REQUIREMENT A - Edit the HMS Diligence text from the words "In December 1780" through "in heavy swell." and give that part again with "stability" replaced by "steadiness".
REQUIREMENT B - The HMS Diligence text lists the sloop's general characteristics. Give every metric measurement in that list, along with the dimension each one belongs to.
REQUIREMENT C - Continue the HMS Diligence text from the point where it stops.

SOURCE PASSAGE -
________
General characteristics
- Class & type: 10-gun Alderney-class sloop
- Tons burthen: 236 46⁄94 bm
- Length: 88 ft 6 in (27.0 m) (gundeck); 73 ft 1 in (22.3 m) (keel);
- Beam: 24 ft 8 in (7.5 m)
- Draught: 6 ft 1.5 in (1.9 m)
- Depth of hold: 10 ft 10 in (3.3 m)
- Sail plan: ship rig
- Complement: 100 personnel, comprising; 2 commissioned officers; 9 warrant officers; 15 petty officers; 55 naval ratings ; 19 servants and other ranks;
- Armament: 10 × 4-pdrs ; 12 × 1⁄2-pdr swivel guns;

= HMS Diligence (1756) =

Sloop of the Royal Navy

HMS Diligence was a 10-gun Alderney-class sloop of the Royal Navy which saw active service during the Seven Years' War and the American Revolutionary War. Launched in 1756, she was a successful privateer hunter off the coast of France before being reassigned to North American waters in 1763. Fifteen years later she was briefly refitted as a receiving ship for press ganged sailors brought into Sheerness Dockyard, before being re-registered in August 1779 as the fireship Comet.

In December 1780 she was sold into private hands at Sheerness Dockyard for £300.

==Construction==
Diligence was one of three vessels built to a 1755 design by Surveyor of the Navy William Bately, and collectively known as Alderney-class sloops in recognition of which was the first to be formally contracted for construction. This was Bately's first experience with vessel design, for which he substantially borrowed from the shape and dimensions of George II's yacht HMY Royal Caroline, built in 1750 by Master Shipwright John Hollond. Bately then added to Hollond's hull design by lengthening the "fore-rake" – the area of the bow that extended beyond the keel – in order to improve the sloop's stability in heavy swell.

Admiralty Orders of 14 November 1755 indicated that the Alderney-class vessels were to be built at private dockyards, leaving the Royal Dockyards fully engaged in constructing or fitting-out the larger ships of the line. For previous Navy contracts the prices quoted by Thames River shipyards had proved exorbitant, and the Navy Board had evidence that the shipwrights were colluding to fix higher rates for construction work. In consequence only regional shipwrights were invited to bid for Diligence, with the contract awarded on 27 February 1756 to William Wells and Company, a private shipyard in Deptford. Contract terms stipulated that the vessel be completed within six months.
________
[Point-per-instance localization data]
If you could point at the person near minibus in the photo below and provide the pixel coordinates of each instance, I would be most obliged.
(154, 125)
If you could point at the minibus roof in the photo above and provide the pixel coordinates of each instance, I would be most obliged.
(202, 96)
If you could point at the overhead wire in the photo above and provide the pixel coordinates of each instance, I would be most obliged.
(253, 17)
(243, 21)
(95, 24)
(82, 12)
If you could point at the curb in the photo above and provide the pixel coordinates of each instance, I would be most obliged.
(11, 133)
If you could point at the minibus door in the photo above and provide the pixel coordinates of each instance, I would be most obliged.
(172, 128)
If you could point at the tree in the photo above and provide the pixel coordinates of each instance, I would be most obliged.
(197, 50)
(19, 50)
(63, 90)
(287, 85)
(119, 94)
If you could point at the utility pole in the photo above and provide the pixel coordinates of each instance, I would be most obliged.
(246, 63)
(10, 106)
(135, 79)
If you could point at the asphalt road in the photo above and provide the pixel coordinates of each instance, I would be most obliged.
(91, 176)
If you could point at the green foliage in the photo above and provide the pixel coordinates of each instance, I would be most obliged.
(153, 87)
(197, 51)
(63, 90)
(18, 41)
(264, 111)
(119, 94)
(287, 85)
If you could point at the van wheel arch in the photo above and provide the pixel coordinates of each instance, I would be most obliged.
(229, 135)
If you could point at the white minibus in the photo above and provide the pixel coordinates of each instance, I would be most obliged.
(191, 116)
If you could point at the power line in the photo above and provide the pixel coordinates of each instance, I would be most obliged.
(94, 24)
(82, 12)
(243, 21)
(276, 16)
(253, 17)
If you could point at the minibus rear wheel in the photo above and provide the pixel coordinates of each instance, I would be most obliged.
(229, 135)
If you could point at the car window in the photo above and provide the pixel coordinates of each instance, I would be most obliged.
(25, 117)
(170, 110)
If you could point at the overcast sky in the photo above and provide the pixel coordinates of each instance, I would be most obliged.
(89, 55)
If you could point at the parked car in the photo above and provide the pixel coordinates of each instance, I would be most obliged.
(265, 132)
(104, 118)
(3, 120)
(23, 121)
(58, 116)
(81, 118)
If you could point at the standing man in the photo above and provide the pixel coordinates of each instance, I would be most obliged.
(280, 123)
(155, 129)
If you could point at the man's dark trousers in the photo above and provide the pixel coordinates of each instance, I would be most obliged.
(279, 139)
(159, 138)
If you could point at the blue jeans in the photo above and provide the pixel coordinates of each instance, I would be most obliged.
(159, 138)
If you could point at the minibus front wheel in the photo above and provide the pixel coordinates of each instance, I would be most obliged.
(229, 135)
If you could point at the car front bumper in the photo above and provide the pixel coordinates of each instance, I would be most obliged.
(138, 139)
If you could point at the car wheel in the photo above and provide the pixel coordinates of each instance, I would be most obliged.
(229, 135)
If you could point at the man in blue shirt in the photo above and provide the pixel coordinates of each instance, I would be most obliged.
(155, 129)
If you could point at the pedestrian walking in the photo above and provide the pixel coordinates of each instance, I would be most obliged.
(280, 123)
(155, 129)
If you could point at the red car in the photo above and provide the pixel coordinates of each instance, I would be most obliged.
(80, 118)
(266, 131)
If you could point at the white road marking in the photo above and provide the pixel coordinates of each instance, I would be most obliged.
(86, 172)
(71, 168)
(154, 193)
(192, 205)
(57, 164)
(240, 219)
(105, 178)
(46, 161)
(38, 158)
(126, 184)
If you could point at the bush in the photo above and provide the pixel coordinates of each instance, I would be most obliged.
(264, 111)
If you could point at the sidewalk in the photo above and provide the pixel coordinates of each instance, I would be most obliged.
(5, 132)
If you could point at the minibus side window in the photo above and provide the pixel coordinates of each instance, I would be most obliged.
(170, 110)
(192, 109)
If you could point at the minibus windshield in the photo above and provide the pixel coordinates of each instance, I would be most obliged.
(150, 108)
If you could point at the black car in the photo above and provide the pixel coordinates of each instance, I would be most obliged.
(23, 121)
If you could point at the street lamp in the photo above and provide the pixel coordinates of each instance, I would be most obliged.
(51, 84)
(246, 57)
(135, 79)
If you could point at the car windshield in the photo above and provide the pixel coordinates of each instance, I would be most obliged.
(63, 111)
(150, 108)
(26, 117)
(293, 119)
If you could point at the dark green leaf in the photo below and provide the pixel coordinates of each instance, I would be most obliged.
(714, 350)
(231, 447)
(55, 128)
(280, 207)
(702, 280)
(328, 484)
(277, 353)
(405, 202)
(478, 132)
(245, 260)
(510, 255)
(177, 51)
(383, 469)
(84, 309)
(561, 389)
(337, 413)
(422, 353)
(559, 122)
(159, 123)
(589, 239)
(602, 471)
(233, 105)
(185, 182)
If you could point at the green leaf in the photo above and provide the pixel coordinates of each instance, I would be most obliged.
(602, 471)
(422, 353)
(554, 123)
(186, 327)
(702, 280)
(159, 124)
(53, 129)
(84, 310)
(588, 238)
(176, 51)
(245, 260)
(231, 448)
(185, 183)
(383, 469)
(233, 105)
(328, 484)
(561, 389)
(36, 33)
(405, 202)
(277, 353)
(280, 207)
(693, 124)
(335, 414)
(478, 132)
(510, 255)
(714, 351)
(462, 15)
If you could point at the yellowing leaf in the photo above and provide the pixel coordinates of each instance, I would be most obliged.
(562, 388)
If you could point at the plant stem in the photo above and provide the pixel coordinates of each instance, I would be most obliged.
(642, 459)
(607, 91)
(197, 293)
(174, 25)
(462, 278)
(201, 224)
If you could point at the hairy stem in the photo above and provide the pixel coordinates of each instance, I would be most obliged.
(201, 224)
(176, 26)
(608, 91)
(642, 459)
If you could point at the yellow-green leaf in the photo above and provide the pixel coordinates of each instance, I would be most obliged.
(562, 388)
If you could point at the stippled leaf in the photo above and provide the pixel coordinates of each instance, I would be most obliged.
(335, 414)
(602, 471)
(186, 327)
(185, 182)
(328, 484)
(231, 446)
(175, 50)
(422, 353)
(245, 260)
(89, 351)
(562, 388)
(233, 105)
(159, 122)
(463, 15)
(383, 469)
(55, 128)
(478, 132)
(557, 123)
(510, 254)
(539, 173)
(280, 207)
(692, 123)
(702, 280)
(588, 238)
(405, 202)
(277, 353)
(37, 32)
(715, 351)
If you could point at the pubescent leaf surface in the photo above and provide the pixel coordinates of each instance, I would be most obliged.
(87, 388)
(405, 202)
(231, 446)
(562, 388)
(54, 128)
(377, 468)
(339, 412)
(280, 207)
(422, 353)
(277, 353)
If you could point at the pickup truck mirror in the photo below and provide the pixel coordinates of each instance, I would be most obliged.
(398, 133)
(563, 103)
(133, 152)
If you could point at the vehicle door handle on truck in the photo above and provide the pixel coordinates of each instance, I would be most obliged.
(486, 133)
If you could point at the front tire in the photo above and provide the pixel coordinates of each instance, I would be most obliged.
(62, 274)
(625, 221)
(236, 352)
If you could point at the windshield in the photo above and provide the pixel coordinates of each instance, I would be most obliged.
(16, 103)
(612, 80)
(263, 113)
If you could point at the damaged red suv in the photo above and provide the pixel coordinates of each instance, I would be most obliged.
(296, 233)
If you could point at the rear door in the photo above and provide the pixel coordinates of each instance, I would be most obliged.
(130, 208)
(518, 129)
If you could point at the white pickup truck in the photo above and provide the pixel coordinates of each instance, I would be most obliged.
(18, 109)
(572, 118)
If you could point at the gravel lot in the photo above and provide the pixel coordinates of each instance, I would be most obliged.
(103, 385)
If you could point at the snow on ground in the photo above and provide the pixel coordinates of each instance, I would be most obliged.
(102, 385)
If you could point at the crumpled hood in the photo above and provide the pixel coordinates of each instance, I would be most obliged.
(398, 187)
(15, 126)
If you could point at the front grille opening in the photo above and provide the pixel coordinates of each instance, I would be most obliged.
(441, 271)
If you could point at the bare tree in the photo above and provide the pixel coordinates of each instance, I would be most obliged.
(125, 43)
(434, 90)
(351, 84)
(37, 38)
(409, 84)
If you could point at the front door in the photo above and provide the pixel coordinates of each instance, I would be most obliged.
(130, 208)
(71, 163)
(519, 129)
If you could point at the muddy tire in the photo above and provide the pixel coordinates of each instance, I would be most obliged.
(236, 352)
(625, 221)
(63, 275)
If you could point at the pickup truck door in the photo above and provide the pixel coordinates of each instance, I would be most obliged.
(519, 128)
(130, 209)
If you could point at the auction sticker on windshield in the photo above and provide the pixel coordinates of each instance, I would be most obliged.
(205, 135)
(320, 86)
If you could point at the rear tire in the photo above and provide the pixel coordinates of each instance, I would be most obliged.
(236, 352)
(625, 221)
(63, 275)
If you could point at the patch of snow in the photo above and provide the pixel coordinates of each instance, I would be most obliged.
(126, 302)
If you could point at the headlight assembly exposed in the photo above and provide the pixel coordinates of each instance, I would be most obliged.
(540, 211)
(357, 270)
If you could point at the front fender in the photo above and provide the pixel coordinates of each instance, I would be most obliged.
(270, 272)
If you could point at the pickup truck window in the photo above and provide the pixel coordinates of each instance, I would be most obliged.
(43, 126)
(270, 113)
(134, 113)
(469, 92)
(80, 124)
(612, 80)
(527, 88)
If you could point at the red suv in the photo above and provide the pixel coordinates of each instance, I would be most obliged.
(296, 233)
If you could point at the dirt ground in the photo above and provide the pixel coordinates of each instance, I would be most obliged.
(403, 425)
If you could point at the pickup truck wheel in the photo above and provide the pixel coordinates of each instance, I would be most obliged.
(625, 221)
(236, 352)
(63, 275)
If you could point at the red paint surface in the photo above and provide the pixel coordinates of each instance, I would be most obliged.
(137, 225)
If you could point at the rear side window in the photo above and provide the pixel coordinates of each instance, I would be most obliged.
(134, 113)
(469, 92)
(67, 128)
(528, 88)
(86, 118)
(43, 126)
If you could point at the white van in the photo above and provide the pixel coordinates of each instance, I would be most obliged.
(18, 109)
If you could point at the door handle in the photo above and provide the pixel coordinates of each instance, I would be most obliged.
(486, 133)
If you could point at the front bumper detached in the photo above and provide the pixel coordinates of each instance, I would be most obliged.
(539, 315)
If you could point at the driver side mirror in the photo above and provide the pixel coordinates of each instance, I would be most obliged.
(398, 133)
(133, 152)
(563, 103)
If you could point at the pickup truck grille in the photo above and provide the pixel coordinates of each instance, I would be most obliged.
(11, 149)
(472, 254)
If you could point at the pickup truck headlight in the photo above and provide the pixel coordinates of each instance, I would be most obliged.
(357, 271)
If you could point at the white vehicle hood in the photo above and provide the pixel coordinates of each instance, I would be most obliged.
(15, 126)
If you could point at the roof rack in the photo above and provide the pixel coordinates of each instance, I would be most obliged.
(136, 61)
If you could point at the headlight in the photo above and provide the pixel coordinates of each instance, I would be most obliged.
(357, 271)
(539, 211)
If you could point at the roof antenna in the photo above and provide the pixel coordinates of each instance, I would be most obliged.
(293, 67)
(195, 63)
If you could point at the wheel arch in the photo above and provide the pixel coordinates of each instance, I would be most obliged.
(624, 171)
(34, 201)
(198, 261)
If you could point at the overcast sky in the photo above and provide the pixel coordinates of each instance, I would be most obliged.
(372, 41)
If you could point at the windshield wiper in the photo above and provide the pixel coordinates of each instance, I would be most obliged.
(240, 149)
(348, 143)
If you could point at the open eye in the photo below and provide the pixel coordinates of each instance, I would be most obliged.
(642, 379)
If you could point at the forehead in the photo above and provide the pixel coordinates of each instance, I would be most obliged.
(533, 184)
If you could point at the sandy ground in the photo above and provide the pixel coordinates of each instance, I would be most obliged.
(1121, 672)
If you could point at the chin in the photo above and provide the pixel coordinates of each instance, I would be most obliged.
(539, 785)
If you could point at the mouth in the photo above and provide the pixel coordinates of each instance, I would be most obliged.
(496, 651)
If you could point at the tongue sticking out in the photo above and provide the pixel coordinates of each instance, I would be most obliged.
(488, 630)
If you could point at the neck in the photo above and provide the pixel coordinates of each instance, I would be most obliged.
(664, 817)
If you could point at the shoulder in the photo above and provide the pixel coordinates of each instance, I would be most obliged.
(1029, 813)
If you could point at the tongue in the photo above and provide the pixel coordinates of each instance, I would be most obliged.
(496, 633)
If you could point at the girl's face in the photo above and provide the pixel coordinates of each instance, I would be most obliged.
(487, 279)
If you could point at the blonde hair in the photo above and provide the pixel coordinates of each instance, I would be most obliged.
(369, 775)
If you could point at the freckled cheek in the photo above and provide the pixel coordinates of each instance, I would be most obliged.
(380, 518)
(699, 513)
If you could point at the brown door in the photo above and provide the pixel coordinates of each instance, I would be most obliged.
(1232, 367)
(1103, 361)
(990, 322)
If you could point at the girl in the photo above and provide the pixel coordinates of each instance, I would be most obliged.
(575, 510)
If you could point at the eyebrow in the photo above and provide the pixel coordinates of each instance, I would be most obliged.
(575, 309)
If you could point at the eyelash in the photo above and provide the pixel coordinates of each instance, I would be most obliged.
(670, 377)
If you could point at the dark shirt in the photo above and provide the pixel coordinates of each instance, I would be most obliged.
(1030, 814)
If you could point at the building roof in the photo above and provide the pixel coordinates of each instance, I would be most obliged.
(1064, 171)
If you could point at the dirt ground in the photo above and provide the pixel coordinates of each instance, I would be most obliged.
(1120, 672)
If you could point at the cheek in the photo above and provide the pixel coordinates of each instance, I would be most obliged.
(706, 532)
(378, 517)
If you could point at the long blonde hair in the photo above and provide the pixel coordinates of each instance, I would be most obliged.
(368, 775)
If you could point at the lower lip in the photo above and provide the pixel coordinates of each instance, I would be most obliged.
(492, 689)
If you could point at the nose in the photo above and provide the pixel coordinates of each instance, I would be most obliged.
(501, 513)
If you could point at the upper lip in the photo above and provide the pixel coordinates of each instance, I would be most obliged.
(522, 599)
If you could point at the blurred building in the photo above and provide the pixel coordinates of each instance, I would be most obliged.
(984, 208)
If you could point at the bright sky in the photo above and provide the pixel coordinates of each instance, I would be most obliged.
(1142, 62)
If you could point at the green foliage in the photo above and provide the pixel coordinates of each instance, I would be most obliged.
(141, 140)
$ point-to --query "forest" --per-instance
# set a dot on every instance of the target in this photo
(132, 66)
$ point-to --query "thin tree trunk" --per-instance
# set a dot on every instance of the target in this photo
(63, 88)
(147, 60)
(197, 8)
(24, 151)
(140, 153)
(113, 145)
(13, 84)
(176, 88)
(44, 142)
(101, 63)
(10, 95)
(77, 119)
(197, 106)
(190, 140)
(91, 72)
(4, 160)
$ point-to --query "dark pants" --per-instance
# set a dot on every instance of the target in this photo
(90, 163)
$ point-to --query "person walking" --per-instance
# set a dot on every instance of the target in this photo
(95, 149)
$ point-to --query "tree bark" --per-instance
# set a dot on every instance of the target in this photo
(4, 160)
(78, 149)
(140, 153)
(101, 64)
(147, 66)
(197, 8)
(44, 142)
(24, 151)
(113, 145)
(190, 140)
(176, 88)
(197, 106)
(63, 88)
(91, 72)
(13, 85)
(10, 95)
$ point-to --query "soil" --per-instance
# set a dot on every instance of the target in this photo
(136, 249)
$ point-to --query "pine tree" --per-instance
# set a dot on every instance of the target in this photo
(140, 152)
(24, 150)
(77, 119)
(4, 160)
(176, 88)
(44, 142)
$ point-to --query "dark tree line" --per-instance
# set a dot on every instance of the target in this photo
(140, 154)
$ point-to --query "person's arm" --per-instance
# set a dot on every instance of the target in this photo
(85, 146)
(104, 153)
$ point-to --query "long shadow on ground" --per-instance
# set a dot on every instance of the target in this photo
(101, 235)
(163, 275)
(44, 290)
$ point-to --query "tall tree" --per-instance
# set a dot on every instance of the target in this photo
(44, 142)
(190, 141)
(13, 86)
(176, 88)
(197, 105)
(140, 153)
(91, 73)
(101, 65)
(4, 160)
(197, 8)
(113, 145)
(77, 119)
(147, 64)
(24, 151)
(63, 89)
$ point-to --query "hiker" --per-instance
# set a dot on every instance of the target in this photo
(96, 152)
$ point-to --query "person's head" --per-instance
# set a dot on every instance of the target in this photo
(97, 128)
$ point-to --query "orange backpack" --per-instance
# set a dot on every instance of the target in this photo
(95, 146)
________
EXERCISE ANSWER A -
In December 1780 she was sold into private hands at Sheerness Dockyard for £300.

==Construction==
Diligence was one of three vessels built to a 1755 design by Surveyor of the Navy William Bately, and collectively known as Alderney-class sloops in recognition of which was the first to be formally contracted for construction. This was Bately's first experience with vessel design, for which he substantially borrowed from the shape and dimensions of George II's yacht HMY Royal Caroline, built in 1750 by Master Shipwright John Hollond. Bately then added to Hollond's hull design by lengthening the "fore-rake" – the area of the bow that extended beyond the keel – in order to improve the sloop's steadiness in heavy swell.

EXERCISE ANSWER B -
Length (gundeck): 27.0 m
Length (keel): 22.3 m
Beam: 7.5 m
Draught: 1.9 m
Depth of hold: 3.3 m

EXERCISE ANSWER C -
The new vessel's keel was laid in March 1756 and work commenced on the hull. Bately's initial design was for a two-masted snow-rigged sloop, but Diligence was the only one completed to this specification; her sister ships Alderney and were modified in mid-1756 into a traditional three-masted ship rig to increase speed at the expense of manoeuvrability. When completed, Diligence was 88 ft 6 in long with a 73 ft 1 in keel, a beam of 24 ft 8 in and a 10 ft 10 in hold. As fitted out for Royal Navy service she was lightly armed with 10 four-pounder cannons ranged along her upper deck, accompanied by 12 1/2-pounder swivel guns for anti-personnel use.

The half-built sloop was formally christened Diligence on 25 May 1756 and was launched in July 1756, well within the contracted deadline of six months. After launch, she was sailed to Deptford Dockyard for fitting out and to take on guns and crew.

==Service==
American Revolutionary War: During the Summer of 1776, under command of Thomas Davey, she made 8 captures on the Mississippi River or in the vicinity of it. On unknown dates, probably in 1777, under command of Tho. Davie, she captured sloops Dick Cole, Dolphin, and Horn Snake. She captured brig St. Louis on an unknown date. On 10 January, 1778 she captured American merchant ship "Minerva" 5 leagues off Great Inagua Island, Bahamas. On 5 February, 1778 captured sloop "Brothers", prize arrived at Port Royal, Jamaica on the 5th. On 6 April 1778, she was credited, along with HMS Antilope, for capturing American schooner "John".